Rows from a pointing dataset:

.....

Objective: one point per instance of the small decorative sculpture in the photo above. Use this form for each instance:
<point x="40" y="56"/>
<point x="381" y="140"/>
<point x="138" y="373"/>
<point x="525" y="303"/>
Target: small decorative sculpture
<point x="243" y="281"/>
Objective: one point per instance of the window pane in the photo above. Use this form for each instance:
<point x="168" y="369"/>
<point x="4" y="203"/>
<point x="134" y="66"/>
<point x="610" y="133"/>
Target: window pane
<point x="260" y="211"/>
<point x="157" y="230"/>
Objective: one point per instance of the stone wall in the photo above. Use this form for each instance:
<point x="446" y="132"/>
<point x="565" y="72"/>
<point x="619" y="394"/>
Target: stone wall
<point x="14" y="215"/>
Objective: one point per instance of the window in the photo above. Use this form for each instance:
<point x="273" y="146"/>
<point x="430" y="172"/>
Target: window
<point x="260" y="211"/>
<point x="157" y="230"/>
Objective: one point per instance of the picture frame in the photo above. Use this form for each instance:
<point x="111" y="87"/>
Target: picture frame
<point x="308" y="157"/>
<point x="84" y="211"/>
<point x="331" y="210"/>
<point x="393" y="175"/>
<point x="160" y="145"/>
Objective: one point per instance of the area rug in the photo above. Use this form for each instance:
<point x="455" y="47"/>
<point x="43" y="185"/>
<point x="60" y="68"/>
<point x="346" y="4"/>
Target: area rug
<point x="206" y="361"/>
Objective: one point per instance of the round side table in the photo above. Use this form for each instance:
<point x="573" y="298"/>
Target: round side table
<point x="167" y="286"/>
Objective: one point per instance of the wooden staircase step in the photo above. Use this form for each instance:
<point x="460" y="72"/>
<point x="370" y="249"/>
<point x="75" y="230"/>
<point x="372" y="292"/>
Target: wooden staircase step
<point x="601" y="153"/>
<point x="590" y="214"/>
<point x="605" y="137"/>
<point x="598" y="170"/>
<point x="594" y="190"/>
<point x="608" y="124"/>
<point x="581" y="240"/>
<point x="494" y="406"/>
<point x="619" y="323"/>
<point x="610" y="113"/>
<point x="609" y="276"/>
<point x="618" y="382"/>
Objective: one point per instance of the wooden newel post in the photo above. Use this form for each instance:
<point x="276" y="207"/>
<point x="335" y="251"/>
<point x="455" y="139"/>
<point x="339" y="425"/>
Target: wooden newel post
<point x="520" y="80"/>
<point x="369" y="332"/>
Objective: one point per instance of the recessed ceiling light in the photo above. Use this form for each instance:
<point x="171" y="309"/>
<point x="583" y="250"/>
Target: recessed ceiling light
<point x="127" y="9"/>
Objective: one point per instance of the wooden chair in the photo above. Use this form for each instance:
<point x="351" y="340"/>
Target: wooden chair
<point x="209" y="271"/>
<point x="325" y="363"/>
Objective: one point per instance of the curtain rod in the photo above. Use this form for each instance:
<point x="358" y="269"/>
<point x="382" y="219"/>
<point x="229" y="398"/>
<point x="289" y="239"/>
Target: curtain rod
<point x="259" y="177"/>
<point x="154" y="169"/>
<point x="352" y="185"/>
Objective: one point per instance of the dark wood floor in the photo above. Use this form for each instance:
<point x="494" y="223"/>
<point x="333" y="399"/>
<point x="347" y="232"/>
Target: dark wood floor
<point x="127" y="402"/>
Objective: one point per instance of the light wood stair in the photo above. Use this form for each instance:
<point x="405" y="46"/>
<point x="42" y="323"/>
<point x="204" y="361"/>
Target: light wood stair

.....

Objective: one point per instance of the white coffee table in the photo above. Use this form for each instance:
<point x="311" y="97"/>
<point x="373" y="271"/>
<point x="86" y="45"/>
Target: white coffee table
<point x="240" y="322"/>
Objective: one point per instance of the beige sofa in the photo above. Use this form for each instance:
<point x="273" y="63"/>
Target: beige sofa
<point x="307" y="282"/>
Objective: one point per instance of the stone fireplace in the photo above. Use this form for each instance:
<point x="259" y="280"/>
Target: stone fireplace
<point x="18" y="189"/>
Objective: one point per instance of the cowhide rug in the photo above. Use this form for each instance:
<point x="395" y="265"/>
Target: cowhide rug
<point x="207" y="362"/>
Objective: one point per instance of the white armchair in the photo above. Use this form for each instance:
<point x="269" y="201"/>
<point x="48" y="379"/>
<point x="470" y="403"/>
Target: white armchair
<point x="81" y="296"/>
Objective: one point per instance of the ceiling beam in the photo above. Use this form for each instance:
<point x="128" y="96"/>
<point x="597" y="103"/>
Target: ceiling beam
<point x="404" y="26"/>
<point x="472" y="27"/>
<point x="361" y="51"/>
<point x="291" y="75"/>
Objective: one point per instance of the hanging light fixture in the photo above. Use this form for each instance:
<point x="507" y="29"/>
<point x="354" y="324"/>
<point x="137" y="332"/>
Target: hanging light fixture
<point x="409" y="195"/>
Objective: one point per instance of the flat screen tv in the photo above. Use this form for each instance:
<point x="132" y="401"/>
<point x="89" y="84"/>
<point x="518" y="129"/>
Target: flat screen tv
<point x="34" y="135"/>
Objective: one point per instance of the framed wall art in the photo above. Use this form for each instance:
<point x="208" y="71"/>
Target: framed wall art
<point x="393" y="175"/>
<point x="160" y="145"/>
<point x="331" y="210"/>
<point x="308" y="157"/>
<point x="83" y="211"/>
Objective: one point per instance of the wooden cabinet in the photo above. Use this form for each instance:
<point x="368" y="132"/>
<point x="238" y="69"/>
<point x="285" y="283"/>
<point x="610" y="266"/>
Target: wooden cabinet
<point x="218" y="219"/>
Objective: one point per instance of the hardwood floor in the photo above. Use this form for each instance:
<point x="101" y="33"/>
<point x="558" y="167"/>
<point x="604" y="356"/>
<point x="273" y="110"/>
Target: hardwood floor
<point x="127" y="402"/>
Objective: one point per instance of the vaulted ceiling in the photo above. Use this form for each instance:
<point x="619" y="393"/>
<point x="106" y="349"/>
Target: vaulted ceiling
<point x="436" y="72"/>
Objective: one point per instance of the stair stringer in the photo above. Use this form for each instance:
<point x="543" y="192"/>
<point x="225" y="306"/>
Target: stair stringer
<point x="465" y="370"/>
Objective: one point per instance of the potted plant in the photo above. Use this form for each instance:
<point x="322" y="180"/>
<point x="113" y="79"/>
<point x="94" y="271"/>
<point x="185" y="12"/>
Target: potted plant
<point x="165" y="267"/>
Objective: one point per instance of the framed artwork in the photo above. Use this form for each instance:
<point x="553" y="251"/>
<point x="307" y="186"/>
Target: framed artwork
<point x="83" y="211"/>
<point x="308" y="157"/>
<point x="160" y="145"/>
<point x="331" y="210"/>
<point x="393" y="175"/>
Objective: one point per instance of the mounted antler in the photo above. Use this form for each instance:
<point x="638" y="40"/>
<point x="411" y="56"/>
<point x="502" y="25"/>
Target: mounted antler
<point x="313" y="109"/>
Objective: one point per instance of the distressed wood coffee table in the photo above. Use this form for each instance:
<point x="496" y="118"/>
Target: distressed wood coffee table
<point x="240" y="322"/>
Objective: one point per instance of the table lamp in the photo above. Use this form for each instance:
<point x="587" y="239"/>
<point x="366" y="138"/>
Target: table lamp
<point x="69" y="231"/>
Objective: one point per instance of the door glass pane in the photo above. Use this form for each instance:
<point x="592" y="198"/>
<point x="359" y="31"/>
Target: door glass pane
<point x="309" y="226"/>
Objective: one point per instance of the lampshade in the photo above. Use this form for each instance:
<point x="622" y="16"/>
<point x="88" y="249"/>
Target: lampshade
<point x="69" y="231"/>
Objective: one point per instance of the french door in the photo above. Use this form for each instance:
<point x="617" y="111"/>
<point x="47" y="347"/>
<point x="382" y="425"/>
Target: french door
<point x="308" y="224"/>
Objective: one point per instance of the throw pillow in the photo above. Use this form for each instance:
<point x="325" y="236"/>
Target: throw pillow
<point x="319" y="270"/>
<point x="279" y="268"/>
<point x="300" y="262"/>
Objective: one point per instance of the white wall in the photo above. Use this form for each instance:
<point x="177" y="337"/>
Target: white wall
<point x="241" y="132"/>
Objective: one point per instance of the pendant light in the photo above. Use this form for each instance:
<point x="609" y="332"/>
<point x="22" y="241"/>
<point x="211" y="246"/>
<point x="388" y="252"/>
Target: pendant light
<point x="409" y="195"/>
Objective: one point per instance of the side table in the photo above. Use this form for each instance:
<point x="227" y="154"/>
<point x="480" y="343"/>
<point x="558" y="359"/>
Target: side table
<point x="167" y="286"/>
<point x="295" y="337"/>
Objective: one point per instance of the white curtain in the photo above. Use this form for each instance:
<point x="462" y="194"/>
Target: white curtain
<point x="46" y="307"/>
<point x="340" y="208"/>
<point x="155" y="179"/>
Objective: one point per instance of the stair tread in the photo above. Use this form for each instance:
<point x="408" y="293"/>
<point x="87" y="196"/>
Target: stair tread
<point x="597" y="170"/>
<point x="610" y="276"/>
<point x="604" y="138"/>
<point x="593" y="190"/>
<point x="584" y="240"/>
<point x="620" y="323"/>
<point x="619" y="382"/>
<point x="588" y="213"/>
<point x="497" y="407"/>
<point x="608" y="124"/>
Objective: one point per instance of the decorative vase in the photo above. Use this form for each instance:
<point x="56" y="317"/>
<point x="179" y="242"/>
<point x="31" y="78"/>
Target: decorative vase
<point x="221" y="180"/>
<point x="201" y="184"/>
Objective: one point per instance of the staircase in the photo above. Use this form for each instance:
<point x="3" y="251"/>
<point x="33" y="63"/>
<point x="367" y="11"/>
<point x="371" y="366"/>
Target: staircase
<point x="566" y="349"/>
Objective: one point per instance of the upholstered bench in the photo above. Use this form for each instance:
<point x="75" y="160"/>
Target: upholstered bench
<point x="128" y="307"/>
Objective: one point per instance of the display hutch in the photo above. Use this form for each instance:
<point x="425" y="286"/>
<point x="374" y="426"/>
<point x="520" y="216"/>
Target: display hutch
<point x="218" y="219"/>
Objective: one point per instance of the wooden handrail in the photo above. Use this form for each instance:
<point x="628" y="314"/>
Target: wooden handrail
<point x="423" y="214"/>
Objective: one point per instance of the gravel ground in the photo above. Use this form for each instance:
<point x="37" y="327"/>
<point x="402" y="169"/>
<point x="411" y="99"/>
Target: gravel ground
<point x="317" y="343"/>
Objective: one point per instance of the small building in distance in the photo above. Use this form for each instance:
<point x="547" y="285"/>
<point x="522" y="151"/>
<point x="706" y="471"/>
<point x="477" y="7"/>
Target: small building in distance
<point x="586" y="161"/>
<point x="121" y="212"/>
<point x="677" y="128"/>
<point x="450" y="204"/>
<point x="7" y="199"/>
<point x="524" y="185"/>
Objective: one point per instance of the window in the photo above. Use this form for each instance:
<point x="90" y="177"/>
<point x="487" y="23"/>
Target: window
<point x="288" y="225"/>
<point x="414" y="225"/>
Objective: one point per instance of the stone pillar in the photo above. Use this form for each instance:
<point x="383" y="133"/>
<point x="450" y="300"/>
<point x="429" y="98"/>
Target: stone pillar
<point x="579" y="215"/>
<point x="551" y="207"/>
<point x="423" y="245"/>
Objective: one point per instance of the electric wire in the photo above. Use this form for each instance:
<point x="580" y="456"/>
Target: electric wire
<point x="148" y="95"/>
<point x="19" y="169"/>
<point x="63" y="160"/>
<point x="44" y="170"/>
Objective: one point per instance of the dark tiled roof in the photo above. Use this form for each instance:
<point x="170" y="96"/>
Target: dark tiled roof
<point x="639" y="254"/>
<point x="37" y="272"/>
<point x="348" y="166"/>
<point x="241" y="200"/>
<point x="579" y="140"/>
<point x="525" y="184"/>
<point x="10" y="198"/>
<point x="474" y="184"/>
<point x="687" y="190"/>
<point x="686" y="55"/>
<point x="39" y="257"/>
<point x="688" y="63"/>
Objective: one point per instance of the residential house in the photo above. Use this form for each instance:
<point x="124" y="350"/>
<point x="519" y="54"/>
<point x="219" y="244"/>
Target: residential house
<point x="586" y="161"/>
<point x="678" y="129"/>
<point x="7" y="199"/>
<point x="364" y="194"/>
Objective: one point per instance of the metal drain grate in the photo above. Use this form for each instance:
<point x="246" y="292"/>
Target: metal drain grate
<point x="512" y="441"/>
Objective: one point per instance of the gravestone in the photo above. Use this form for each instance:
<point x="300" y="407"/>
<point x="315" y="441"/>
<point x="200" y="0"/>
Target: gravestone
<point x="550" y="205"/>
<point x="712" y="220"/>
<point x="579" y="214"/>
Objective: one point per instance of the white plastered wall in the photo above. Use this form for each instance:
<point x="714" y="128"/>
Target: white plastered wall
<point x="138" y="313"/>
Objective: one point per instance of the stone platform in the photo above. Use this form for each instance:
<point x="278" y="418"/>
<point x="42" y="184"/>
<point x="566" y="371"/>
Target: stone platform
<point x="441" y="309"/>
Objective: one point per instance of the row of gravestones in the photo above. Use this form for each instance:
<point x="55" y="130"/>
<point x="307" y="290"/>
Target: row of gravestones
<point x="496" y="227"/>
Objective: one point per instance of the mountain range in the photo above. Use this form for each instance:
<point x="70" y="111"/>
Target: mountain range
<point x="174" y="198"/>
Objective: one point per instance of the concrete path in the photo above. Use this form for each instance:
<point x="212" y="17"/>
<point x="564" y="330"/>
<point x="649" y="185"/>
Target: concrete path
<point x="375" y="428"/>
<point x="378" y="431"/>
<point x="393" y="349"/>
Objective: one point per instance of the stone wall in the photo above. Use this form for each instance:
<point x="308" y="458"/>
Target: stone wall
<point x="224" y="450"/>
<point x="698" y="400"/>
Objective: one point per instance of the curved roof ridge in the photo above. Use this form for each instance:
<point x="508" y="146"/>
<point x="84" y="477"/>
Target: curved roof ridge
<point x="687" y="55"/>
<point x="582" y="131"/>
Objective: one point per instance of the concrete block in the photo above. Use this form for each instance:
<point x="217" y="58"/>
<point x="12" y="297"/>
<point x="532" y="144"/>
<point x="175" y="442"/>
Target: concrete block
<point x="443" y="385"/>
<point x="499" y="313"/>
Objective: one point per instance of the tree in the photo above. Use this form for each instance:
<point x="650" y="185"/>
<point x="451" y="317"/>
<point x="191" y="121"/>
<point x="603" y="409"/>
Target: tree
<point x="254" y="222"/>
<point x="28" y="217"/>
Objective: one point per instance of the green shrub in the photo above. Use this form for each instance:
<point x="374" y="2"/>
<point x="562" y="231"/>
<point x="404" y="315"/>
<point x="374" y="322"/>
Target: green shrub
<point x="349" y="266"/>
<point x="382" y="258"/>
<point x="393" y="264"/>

.....

### Task requirements:
Pull out the data lines from the one containing "Objective: one point per instance of the curtain" through the one containing "Target: light wood stair", including both, and repeat them word for word.

### Exercise response:
Objective: one point per instance of the curtain rod in the photo above. Use this form for each instance:
<point x="358" y="269"/>
<point x="382" y="219"/>
<point x="229" y="398"/>
<point x="289" y="239"/>
Target: curtain rod
<point x="259" y="177"/>
<point x="154" y="169"/>
<point x="352" y="185"/>
Objective: one point per instance of the dark wood floor in the photo above. Use this form for each instance:
<point x="494" y="223"/>
<point x="333" y="399"/>
<point x="347" y="232"/>
Target: dark wood floor
<point x="127" y="402"/>
Objective: one point per instance of the light wood stair in the photo above. Use this form for each instance:
<point x="405" y="46"/>
<point x="42" y="323"/>
<point x="204" y="361"/>
Target: light wood stair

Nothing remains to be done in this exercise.